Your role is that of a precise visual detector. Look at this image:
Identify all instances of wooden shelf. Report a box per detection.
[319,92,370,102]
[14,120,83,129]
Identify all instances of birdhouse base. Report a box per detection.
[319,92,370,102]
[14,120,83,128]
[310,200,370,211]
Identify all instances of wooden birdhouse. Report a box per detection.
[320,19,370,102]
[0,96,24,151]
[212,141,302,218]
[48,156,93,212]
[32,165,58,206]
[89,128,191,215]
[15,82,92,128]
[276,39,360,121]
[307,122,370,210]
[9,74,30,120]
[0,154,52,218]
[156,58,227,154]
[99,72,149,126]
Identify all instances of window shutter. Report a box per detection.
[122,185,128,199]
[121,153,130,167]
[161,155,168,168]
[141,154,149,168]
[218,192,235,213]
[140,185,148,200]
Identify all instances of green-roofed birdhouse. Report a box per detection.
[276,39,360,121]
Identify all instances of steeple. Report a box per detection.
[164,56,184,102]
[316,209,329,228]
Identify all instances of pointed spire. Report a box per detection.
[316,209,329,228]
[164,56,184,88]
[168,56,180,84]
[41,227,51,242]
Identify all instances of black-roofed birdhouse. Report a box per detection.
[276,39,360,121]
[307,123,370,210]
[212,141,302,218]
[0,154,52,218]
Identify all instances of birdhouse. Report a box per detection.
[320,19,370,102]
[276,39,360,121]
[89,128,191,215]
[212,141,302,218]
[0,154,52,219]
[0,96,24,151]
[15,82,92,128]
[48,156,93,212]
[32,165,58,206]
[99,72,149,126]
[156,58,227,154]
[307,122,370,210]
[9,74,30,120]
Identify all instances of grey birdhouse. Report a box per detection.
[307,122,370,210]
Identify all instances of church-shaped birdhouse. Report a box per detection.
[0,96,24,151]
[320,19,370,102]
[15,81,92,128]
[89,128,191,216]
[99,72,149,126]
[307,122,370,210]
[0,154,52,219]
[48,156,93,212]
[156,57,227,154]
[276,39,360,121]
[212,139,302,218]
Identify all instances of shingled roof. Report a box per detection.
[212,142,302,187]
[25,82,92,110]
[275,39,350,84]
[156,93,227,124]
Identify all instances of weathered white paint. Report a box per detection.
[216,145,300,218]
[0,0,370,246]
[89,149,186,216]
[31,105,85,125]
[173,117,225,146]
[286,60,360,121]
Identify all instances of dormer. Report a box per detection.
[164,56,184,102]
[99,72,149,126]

┄┄┄┄┄┄

• [Set problem] Rescale the rows starting with the line containing "Identify all instances of window" and going on through the line containing "[41,227,51,242]", ends included, and restate each line, requests too. Multiply every bounding-box coordinate in the answers by 1.75 and round it to a whole number, with halves rounding up.

• [Task response]
Identify all instances of window shutter. Report a box per detection.
[214,324,224,348]
[212,268,228,292]
[282,271,294,294]
[247,270,261,294]
[382,336,411,373]
[245,324,259,350]
Identify all instances of green-roofed birdhouse. Report a box per detection.
[483,68,630,212]
Identify all instances of steeple. Report a box per detection.
[287,98,322,179]
[553,366,576,399]
Identify all instances of pointed spire. Report a box per detection.
[553,366,576,399]
[287,98,322,154]
[294,98,315,147]
[72,397,89,424]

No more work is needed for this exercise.